(Items drawn from a data source)
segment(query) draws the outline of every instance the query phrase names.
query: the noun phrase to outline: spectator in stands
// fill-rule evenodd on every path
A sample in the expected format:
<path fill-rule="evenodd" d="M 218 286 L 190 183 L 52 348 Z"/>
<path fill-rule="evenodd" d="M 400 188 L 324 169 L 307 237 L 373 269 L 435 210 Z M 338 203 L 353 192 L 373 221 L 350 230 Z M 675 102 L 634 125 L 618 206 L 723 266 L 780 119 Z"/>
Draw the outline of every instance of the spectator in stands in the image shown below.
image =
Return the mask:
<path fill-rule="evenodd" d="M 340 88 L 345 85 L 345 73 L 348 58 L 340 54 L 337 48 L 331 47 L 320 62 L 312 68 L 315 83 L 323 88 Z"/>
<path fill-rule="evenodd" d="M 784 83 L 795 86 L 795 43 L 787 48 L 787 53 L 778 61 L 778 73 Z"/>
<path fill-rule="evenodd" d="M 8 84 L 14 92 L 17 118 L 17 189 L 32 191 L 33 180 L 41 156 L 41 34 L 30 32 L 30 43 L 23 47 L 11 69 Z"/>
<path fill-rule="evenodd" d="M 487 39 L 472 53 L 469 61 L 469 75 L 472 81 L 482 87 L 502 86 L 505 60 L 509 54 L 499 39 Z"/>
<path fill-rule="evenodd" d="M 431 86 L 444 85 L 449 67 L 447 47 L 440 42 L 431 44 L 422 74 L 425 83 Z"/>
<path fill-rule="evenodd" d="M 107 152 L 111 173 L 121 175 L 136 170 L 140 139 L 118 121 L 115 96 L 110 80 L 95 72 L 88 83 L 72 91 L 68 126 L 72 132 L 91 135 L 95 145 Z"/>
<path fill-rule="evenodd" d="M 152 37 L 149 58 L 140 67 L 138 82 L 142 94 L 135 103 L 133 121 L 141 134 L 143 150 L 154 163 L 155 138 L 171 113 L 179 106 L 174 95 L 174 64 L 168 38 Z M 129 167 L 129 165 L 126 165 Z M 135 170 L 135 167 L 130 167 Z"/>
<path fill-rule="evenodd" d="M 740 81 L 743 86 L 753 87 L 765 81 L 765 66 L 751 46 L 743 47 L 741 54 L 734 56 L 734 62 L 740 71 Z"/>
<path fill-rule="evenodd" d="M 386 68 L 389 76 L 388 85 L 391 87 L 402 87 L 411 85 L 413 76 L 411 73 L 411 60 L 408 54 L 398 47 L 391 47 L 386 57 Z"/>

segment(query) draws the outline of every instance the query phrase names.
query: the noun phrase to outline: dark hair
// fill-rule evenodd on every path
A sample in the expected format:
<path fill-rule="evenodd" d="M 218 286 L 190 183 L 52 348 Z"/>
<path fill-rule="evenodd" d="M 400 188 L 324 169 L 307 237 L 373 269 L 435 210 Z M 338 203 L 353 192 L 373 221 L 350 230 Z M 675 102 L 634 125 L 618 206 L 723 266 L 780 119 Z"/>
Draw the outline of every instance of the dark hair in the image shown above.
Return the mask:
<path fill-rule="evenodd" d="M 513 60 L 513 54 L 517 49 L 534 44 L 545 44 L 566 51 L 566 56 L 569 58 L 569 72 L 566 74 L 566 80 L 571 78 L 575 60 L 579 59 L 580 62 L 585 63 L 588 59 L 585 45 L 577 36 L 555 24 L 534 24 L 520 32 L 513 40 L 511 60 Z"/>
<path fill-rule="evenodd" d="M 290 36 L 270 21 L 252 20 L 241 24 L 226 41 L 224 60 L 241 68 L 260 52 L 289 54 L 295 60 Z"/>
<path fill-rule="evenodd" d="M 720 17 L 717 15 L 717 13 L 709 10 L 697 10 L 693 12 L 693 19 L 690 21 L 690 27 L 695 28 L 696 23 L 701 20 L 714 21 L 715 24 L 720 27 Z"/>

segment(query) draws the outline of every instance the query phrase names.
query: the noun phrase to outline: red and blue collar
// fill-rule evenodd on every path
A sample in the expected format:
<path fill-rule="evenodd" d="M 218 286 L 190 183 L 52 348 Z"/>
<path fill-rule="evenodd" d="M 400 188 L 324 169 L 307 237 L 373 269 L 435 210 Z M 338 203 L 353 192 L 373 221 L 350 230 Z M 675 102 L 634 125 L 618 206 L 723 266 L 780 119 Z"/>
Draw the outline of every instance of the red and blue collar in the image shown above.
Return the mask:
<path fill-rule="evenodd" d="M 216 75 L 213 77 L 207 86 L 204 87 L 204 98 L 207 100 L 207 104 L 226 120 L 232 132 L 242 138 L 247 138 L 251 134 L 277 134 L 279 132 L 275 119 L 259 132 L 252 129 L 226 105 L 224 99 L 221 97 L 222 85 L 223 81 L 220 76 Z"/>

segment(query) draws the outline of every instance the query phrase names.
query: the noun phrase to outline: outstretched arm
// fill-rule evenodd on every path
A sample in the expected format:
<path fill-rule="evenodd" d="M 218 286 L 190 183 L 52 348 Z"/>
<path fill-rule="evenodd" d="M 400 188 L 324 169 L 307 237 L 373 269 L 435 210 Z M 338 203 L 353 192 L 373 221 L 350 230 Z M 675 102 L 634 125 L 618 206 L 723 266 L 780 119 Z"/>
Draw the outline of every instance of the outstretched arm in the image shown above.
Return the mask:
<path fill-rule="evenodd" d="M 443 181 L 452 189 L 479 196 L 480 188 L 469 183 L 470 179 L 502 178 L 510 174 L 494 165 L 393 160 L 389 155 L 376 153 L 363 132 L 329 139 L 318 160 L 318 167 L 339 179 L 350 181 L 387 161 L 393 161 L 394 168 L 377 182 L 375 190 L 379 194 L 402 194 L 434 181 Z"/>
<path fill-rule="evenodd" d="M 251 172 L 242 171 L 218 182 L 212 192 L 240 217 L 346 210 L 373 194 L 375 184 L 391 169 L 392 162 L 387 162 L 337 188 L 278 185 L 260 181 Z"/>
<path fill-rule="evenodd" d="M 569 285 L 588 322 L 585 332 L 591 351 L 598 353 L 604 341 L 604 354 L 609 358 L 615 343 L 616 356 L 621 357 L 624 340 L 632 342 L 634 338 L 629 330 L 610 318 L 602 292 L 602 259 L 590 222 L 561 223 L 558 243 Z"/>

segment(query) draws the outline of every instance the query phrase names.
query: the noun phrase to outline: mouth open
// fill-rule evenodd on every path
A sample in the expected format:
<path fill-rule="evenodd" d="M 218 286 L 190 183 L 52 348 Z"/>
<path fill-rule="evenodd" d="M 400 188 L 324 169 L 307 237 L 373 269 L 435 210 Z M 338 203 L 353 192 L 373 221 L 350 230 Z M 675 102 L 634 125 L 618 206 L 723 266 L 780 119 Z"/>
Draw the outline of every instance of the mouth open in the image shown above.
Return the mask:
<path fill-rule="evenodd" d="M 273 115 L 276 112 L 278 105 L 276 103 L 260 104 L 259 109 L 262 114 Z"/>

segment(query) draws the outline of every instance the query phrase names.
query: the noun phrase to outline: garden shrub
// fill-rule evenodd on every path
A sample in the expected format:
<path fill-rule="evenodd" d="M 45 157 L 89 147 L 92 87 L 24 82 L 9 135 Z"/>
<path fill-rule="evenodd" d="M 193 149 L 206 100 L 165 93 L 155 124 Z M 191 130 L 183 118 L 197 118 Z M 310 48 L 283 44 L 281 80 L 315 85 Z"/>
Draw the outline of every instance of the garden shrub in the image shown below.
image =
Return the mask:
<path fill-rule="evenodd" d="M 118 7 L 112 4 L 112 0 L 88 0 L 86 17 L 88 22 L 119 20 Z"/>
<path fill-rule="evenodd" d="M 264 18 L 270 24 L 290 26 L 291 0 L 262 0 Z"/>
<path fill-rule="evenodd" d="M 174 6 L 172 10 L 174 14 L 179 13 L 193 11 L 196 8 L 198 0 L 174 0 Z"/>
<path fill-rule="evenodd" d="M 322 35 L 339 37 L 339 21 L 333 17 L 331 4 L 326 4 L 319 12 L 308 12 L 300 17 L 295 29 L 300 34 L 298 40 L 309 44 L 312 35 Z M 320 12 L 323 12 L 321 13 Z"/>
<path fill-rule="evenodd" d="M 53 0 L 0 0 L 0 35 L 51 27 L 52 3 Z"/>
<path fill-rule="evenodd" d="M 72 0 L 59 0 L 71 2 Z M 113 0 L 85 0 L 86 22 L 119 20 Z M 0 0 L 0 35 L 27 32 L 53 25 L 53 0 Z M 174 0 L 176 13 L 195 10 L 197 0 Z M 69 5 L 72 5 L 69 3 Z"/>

What you need to do ->
Pick out every line above that contains the word "noun", and copy each one in full. Case counts.

Expected output ->
query: the noun phrase to outline: spectator in stands
query: the noun phrase to outline: dark hair
query: the noun phrase to outline: red and blue collar
query: the noun phrase to outline: outstretched arm
query: the noun phrase to outline: mouth open
query: the noun phrase to outline: garden shrub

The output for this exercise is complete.